> What to work on
Rewrite the listing below with each "marker" changed to "pin", keeping everything else the same.

+ + + +

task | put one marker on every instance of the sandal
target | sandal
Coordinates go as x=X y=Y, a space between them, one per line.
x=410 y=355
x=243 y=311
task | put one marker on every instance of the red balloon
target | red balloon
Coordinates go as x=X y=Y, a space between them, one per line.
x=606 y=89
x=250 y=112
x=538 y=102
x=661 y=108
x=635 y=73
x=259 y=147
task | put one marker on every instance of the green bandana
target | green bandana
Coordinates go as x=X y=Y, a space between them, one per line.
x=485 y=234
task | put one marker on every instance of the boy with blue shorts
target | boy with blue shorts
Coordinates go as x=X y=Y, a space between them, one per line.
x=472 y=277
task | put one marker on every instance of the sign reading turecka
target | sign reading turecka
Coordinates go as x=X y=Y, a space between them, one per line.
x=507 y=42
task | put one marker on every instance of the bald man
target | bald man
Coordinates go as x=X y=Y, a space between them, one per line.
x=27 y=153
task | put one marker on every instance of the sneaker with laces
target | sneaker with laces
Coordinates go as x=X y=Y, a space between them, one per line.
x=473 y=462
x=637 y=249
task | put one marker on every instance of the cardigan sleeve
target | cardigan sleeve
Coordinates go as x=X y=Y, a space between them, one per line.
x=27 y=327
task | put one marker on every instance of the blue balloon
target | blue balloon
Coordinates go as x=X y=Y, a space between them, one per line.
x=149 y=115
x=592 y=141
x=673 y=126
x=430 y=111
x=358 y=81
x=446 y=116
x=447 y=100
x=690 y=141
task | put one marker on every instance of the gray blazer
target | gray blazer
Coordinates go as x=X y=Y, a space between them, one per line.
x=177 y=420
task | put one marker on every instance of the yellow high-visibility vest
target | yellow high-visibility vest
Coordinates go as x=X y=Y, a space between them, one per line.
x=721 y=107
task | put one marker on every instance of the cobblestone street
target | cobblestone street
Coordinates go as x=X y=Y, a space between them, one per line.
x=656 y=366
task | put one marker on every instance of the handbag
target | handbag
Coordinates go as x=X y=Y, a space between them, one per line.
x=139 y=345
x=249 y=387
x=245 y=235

+ + + +

> The completed task
task | put one pin on every instance of the sandal
target | sandal
Coordinates go as x=X y=Y, a space between them, one per line.
x=410 y=355
x=243 y=311
task | put one pin on every instance of the red balloon
target | red balloon
Coordinates go as x=X y=Y, a space between them, one per line.
x=606 y=89
x=250 y=112
x=538 y=102
x=661 y=108
x=635 y=73
x=259 y=147
task | put one pin on every instance of the green bandana
target | green bandana
Coordinates go as x=X y=Y, a space between them, one per line.
x=485 y=234
task | put one pin on every instance of the boy with blue shorts
target | boy with blue shorts
Coordinates go as x=X y=Y, a space between them, one per line.
x=472 y=277
task | put one pin on every instance of the sign reading turecka
target | sign reading turecka
Coordinates go as x=X y=Y, a space between them, one per line.
x=507 y=42
task | put one pin on every instance of the bald man
target | bald man
Coordinates go as x=X y=Y, a space between them, one per line.
x=27 y=153
task | put one pin on every instance of the sneaker with laces
target | sneaker with laces
Coordinates go as x=X y=Y, a space between them, one per line.
x=473 y=462
x=637 y=249
task | put one pin on every instance of the cardigan sleeve
target | cardigan sleeve
Coordinates go as x=X y=Y, a space between them, one per line.
x=27 y=327
task | put one pin on every instance of the blue balloon
target | blue balloon
Coordinates go as x=X y=Y, a space between them, one per line.
x=149 y=115
x=592 y=141
x=673 y=126
x=430 y=111
x=358 y=81
x=446 y=116
x=447 y=100
x=690 y=141
task | put one pin on every instance of the gray blazer
target | gray blazer
Coordinates go as x=X y=Y, a space between them, one per line.
x=177 y=420
task | put one pin on every instance of the yellow high-visibility vest
target | yellow high-visibility vest
Coordinates go as x=X y=Y, a space between them, one per line.
x=721 y=107
task | put one pin on every instance of the cobblestone street
target | cobblestone street
Coordinates go as x=X y=Y, a space between them, one per line.
x=656 y=366
task | put one pin on every instance of the handbag
target | handbag
Coordinates go as x=X y=Y, a space between them, one per line.
x=139 y=345
x=249 y=387
x=245 y=235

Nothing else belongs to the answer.